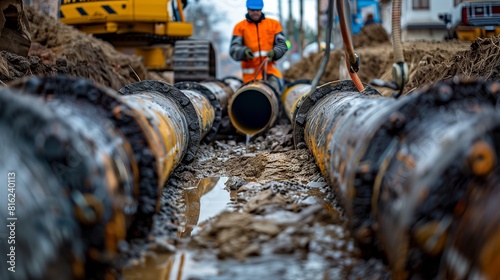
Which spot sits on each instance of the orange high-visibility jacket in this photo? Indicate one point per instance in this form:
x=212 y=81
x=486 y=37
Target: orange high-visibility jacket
x=260 y=37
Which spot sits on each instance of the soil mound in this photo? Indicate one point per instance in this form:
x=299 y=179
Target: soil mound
x=480 y=61
x=61 y=49
x=428 y=62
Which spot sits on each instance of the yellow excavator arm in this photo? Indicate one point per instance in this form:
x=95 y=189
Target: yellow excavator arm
x=154 y=30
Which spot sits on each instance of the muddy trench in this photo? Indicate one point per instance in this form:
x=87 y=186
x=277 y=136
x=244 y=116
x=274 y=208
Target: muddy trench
x=256 y=210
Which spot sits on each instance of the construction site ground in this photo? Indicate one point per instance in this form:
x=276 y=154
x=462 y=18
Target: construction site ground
x=249 y=210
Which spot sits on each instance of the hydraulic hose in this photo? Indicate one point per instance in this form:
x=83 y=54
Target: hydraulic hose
x=326 y=56
x=105 y=156
x=396 y=31
x=402 y=168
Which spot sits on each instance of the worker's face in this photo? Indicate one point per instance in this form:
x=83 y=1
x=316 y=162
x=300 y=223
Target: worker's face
x=254 y=14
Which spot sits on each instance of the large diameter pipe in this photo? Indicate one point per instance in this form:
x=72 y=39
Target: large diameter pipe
x=400 y=167
x=211 y=100
x=253 y=108
x=41 y=237
x=111 y=154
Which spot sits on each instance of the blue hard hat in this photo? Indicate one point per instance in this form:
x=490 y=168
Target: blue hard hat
x=255 y=4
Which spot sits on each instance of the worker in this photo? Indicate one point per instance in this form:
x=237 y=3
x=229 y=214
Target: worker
x=256 y=38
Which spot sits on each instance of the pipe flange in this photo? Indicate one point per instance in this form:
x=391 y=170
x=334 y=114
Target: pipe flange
x=310 y=100
x=214 y=101
x=182 y=101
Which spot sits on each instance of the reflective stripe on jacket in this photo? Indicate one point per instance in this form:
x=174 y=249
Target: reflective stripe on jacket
x=261 y=37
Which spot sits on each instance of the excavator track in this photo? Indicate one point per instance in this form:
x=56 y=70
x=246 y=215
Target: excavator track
x=194 y=60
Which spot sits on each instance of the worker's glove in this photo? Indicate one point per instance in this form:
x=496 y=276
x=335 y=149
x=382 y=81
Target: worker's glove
x=270 y=54
x=249 y=54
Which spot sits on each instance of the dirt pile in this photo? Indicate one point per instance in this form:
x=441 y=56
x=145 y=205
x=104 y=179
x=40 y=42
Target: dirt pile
x=480 y=61
x=60 y=49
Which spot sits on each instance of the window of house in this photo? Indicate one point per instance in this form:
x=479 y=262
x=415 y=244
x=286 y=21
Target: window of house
x=420 y=4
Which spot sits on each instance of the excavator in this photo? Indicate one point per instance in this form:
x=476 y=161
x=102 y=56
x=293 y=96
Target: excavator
x=154 y=30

## Stated goal
Send back exactly the lines from the line with "Which spot sits on each instance of the excavator track" through the end of the records.

## Completed task
Which spot sits on each instance of the excavator track in this photo? Indicate one point per instance in this form:
x=56 y=70
x=246 y=215
Target: excavator track
x=194 y=60
Which spot sits on each instance of the worker's glove in this photo? Indicate one point per instance in this form:
x=496 y=276
x=335 y=149
x=382 y=81
Target: worker's glove
x=270 y=54
x=249 y=54
Which spot sits on each instance of the dirt pile in this photo? Indicate one point per instance in this form:
x=441 y=56
x=145 y=205
x=104 y=179
x=40 y=42
Target: dirt pile
x=480 y=61
x=60 y=49
Which spot sits on each instance of the window of house in this photo? Indicate one point per instance in this form:
x=479 y=262
x=415 y=244
x=286 y=21
Target: window of house
x=420 y=4
Which spot sits on each instance of the excavator in this photo? Indicate one point per instance in this form:
x=476 y=161
x=102 y=56
x=293 y=96
Target: excavator
x=154 y=30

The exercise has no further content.